* _PAGE EXTRACT_:
+-------+
Thursday, August 26, 2010

California homesteading

© 2010 Joshua Stark

My garden has not really taken off too well this year, partly because of the weather and partly because of the constant duck raids.  But, we've still done okay, getting a decent amount of our own food, much of it from foraging for berries, fruits, and greens, and also through the kindness of friends and barter.  These, I fully believe, are consistent with the spirit of homesteading.  Many folks lived off the land as they were preparing it, and when weather or pestilence (duck-billed or otherwise) impacted their crops. And, many communities were built and sustained through sharing food and other resources and skills, as people had little money but spent their time in trying to be useful to one another.

In California, I am blessed with an abundant variety of wild, feral, and invasive plants to eat.  California's Mediterranean climate, one of only six on Earth, along with its extreme geographies (highest point in lower 48, lowest point in North America, 800 miles of marine coastline, over 2,400 miles of inland waterways, 11,000 ft. trench off the Central Coast, etc.) create tremendous opportunities for all kinds of plants to make their home here.

Sadly, this isn't always good for California's habitats.  Giant river reed, the material I use to make my trellises, is a horrible riparian invasive that creates literal holes in the habitat - they provide no cover for natives, no food for fauna, no canopies for nesting, and their roots probably exude toxins that clear nearby plant species.

Others aren't as bad.  Himalayan blackberry and eucalyptus, while also terribly invasive, at least provide food and cover for some natives.  Eucalyptus may even be the reason for healthy monarch butterfly populations, as millions of them overwinter in Santa Cruz, and feed off the winter-flowering trees.

Of course, there are California's native plants, that tremendous cache of floral diversity with many useful traits.  California is blessed with more plant taxa than all other states, combined, well over 5,000, and many of these are varieties of familiar genera.    For example, the world has about 150 varieties of Ribes, the gooseberries, currants, etc. - and 30 of them are native to California.

This year, we've eaten nettles, mallow, a small variety of berries, morel mushrooms, and figs.  Knowing your places, your lands,and knowing what you can glean from them is an important part of homesteading, and is even important and successful in the city.  Many people plant fruiting trees and shrubs as ornamentals.  Others often take off in urban edges, the progeny of past plantings or escaped children planted by the wind, water, or birds and other animals.  Our local Lowe's, for example, grows a shrub variety of pomegranate in their parking lots.  Purple plums and mulberries abound throughout Sacramento, as do fennel, mustard, walnuts, and chicory in the edgelands.  Of course, nearly everybody grows roses, whose hips make great syrups and teas.  A person can acquire, for free, some pretty expensive sides and condiments.
+-------+
Data entries
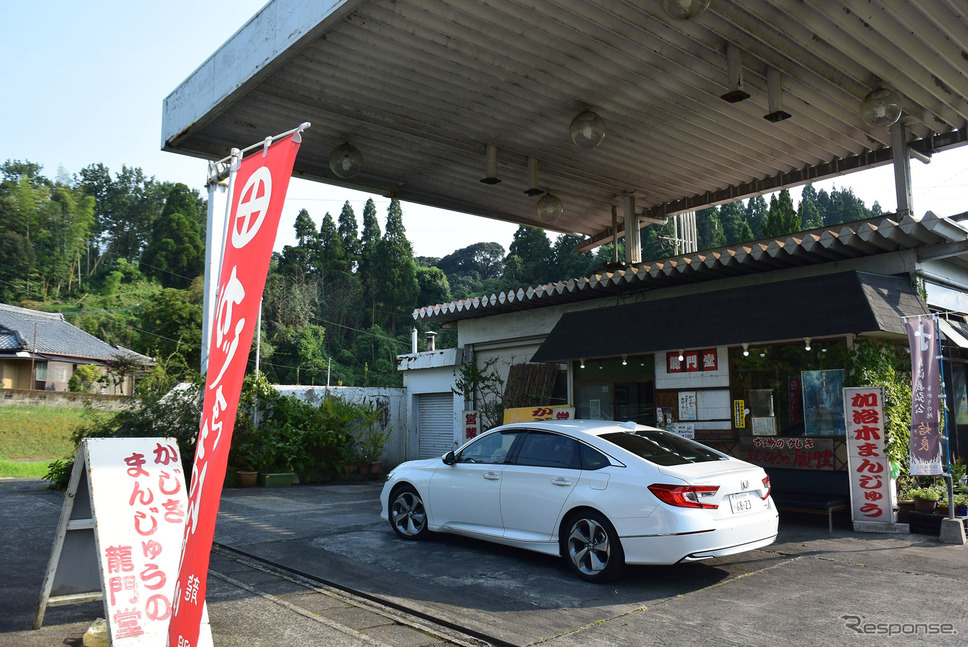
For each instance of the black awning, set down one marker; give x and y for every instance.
(821, 306)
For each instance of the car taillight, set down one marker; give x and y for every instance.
(685, 496)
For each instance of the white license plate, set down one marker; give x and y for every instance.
(742, 502)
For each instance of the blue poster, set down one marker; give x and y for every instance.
(823, 403)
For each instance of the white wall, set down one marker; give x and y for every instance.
(391, 400)
(711, 388)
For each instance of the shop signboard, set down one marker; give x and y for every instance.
(529, 414)
(869, 468)
(925, 397)
(788, 453)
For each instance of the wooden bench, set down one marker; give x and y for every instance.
(810, 491)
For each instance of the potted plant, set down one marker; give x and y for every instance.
(371, 443)
(925, 499)
(961, 504)
(905, 506)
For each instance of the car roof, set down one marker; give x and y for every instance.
(579, 428)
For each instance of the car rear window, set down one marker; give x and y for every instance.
(662, 448)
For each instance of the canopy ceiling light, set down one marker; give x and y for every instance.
(880, 107)
(346, 160)
(587, 129)
(491, 156)
(533, 189)
(550, 208)
(684, 9)
(774, 88)
(734, 75)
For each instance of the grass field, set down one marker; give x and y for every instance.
(32, 437)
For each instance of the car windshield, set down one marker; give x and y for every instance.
(663, 448)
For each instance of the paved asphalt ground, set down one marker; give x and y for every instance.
(809, 588)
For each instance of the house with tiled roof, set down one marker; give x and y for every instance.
(728, 345)
(42, 351)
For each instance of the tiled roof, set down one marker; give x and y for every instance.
(46, 333)
(852, 240)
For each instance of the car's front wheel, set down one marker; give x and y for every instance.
(592, 547)
(408, 518)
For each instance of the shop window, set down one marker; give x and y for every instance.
(616, 389)
(787, 390)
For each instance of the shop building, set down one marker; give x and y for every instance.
(739, 347)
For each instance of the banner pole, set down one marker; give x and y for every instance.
(949, 481)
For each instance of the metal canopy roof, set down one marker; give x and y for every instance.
(420, 87)
(930, 236)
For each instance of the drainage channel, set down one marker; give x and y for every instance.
(446, 631)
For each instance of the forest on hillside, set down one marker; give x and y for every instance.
(121, 255)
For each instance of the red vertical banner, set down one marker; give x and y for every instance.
(259, 191)
(870, 469)
(925, 397)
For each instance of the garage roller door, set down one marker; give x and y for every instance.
(435, 424)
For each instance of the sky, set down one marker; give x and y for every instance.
(85, 82)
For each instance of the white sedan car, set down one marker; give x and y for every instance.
(601, 494)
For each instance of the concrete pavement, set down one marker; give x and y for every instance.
(810, 587)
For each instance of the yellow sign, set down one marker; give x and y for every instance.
(739, 414)
(530, 414)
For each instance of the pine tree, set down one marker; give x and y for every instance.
(781, 220)
(731, 217)
(175, 253)
(349, 237)
(332, 256)
(532, 248)
(710, 229)
(396, 288)
(369, 243)
(755, 215)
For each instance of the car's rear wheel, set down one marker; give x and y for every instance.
(592, 547)
(408, 518)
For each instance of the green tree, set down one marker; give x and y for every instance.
(434, 286)
(755, 215)
(710, 229)
(397, 288)
(528, 259)
(349, 237)
(369, 244)
(171, 327)
(175, 253)
(332, 256)
(566, 263)
(735, 228)
(125, 208)
(808, 210)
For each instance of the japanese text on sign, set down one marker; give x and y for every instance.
(138, 495)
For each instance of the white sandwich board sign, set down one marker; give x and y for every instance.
(120, 538)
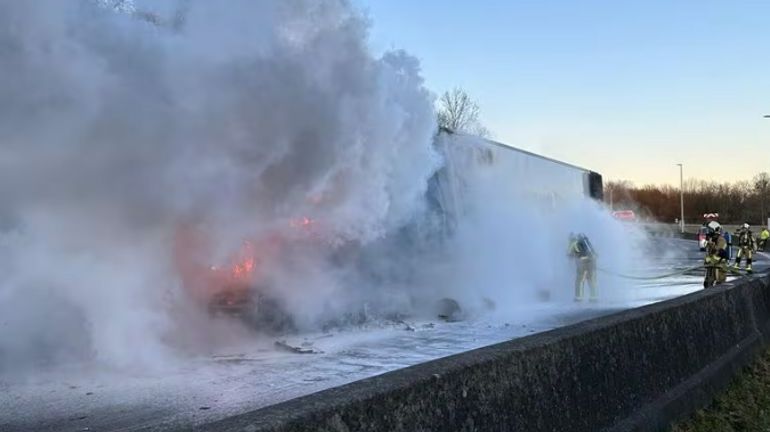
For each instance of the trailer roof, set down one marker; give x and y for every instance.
(510, 147)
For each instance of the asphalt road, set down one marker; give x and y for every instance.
(254, 374)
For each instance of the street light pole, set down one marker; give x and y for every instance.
(681, 198)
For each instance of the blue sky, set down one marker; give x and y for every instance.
(627, 88)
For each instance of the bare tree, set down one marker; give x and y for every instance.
(762, 187)
(459, 113)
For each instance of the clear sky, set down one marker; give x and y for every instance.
(626, 88)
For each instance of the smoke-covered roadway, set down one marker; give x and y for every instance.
(248, 375)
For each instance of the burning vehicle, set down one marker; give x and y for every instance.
(240, 285)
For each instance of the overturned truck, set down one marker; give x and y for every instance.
(240, 285)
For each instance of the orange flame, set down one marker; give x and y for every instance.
(244, 268)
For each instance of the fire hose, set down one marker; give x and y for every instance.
(663, 276)
(676, 273)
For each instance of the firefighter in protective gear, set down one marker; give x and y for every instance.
(746, 247)
(716, 256)
(763, 237)
(582, 252)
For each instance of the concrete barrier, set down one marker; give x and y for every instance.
(635, 370)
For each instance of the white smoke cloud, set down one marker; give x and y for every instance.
(117, 129)
(141, 143)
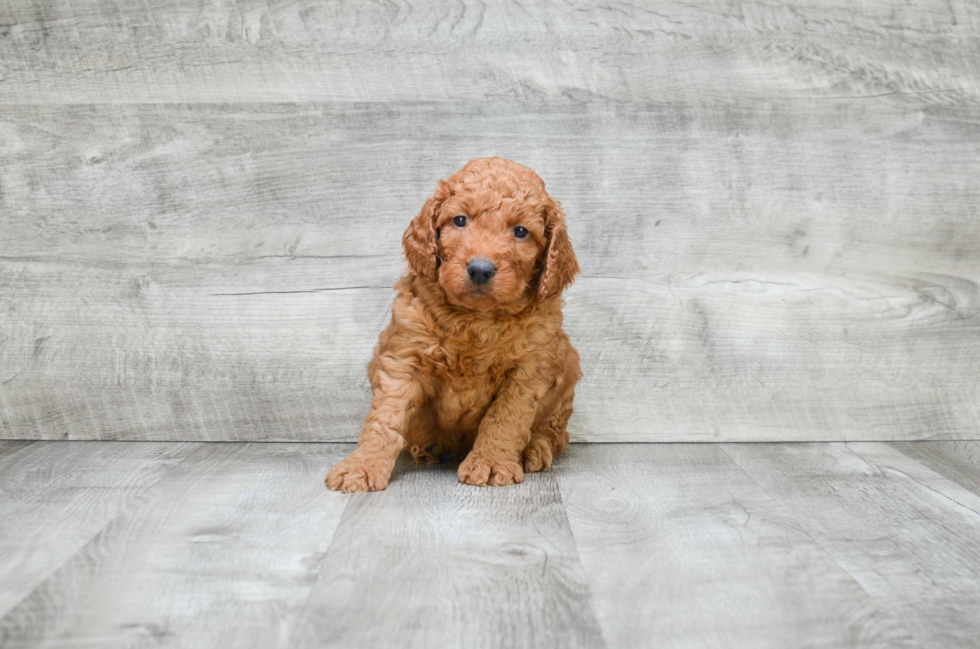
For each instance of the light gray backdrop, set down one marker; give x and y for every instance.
(775, 207)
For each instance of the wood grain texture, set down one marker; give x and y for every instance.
(910, 537)
(955, 461)
(776, 282)
(86, 51)
(431, 562)
(683, 549)
(222, 552)
(796, 272)
(55, 497)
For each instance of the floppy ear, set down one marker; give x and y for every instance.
(419, 240)
(560, 265)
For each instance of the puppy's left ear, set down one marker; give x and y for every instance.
(560, 265)
(419, 240)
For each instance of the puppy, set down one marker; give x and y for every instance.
(475, 361)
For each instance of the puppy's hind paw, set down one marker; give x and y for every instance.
(479, 471)
(353, 475)
(537, 456)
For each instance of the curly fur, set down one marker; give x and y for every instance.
(484, 372)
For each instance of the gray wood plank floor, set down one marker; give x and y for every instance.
(718, 545)
(774, 206)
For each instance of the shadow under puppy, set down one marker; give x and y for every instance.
(475, 359)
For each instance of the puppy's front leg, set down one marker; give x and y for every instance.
(396, 397)
(504, 432)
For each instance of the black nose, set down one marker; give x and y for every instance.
(480, 271)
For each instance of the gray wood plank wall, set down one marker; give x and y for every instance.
(775, 207)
+-------+
* _USING THE INFORMATION_:
a) List the foods that the California homesteading post says the household has eaten this year.
b) Carry the California homesteading post forward from its last sentence.

* _TASK RESULTS_:
a) nettles, mallow, a small variety of berries, morel mushrooms, figs

b)
Having good neighborly relations with folks who can provide you access to their wild-growing crops is also important to living off the land.  My friendships include folks around as long as I can remember, farmers who've provided access for hunting, fishing, and picking figs and river reed, and newer friendships like Hank Shaw, who just last week offered us some great meats, including a chinese sausage we'll devour in a couple of days.  In exchange, lately, we've been able to give eggs from our ducks.  Lots of eggs.  We've also been blessed with tomatoes, which is typically a reason to lock one's door in the Summer (to avoid more freebies), but this year, due to the weather, we've been able to give some away with glad hearts receiving them. 

I also give away non-food items, like flies tied from my ducks' feathers, and extra river reed I've cut for garden infrastructure.  I wanted to make a walnut stain from the inedible walnuts dropped, half-eaten, by squirrels, and I still hope to make a batch. 

Homesteading, even part-time in the city, brings a number of fun benefits.  And in addition to the expertise one gets from gardening, husbandry, naturalism, food preparation and preservation, a person also gets to share.

2 comments:

abby normal said...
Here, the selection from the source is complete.